▶ [What to do] Write down every entry below once more, exactly.

▶ [Material for this exercise]
+ + + + + + +
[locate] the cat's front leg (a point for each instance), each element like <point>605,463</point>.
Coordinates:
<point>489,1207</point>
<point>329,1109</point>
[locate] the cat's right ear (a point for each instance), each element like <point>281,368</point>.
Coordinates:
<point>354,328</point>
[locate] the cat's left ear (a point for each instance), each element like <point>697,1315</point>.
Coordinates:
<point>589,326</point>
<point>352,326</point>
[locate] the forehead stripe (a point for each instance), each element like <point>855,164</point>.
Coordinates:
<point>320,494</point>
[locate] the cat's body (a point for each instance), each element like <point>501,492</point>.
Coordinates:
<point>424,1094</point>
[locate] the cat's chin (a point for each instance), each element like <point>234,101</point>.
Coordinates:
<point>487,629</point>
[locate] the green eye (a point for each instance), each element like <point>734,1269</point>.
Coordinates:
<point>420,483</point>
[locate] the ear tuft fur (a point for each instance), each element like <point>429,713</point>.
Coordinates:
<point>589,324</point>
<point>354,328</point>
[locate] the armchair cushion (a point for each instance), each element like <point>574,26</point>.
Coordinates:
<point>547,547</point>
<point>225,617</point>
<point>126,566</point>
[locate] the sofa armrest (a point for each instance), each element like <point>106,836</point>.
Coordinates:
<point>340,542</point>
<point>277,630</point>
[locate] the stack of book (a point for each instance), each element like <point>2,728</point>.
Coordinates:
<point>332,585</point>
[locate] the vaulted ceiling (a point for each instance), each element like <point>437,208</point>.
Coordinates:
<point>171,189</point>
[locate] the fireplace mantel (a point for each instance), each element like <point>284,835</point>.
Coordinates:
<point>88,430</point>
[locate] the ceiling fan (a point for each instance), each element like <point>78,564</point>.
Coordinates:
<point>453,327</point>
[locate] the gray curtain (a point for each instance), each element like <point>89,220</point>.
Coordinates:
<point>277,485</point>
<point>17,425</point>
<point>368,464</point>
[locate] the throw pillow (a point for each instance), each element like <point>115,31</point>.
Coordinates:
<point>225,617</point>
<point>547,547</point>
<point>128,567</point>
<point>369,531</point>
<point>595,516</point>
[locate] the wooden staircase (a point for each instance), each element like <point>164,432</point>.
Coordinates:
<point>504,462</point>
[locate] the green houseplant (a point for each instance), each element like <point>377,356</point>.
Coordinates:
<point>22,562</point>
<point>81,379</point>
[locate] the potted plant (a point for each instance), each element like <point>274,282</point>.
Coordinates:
+ + + + + + +
▶ [Result of this task]
[locate] the cat's front leg (a point for each instance), each element like <point>605,463</point>.
Coordinates:
<point>489,1207</point>
<point>329,1109</point>
[locate] the cat's right ear (a point for each instance), each element like <point>281,368</point>.
Coordinates:
<point>354,328</point>
[locate] the cat's left ear (a point for each instance), each element like <point>697,1315</point>.
Coordinates:
<point>589,326</point>
<point>352,326</point>
[locate] the forehead stripe (a point for each instance), each element like <point>855,164</point>.
Coordinates:
<point>320,494</point>
[locate] the cat's body (a point for each instance), each element like <point>501,492</point>.
Coordinates:
<point>424,1094</point>
[locate] the cat's chin (a point for each instance), each element like <point>234,101</point>.
Coordinates:
<point>487,629</point>
[locate] the green eye (a point for each instance), each element like <point>734,1269</point>.
Coordinates:
<point>420,483</point>
[locate] the ear tuft fur (a point for each instance), each element like <point>429,713</point>.
Coordinates:
<point>589,324</point>
<point>354,328</point>
[locate] the armchair cushion (a point for each instance), each element like <point>574,26</point>.
Coordinates:
<point>547,547</point>
<point>225,617</point>
<point>126,566</point>
[locate] the sofa armrest (a point for each instance), each element like <point>106,836</point>.
Coordinates:
<point>340,542</point>
<point>277,630</point>
[locate] the stack of book (a point for each instance), each element like <point>2,728</point>.
Coordinates:
<point>332,585</point>
[locate] the vaulted ceiling (a point for each instance), each element like <point>437,208</point>.
Coordinates:
<point>171,189</point>
[locate] the fireplace mantel (a point for each instance), each element like <point>284,835</point>.
Coordinates:
<point>88,430</point>
[locate] the ceiling fan (a point for each instance), each element like <point>78,564</point>.
Coordinates:
<point>453,327</point>
[locate] the gray curtain (a point for each instance), each element like <point>89,220</point>.
Coordinates:
<point>277,485</point>
<point>17,425</point>
<point>368,464</point>
[locate] the throw pillow (a point for each instance), each element like <point>115,31</point>.
Coordinates:
<point>225,617</point>
<point>547,547</point>
<point>128,567</point>
<point>369,531</point>
<point>595,516</point>
[locate] the wooden staircase (a point for each instance), each element like <point>164,432</point>.
Coordinates:
<point>504,462</point>
[locate] the green houseplant (a point for each instance), each element like <point>377,356</point>.
Coordinates:
<point>22,562</point>
<point>81,379</point>
[locate] the potted plant (a point for each instance), each element like <point>274,282</point>.
Coordinates:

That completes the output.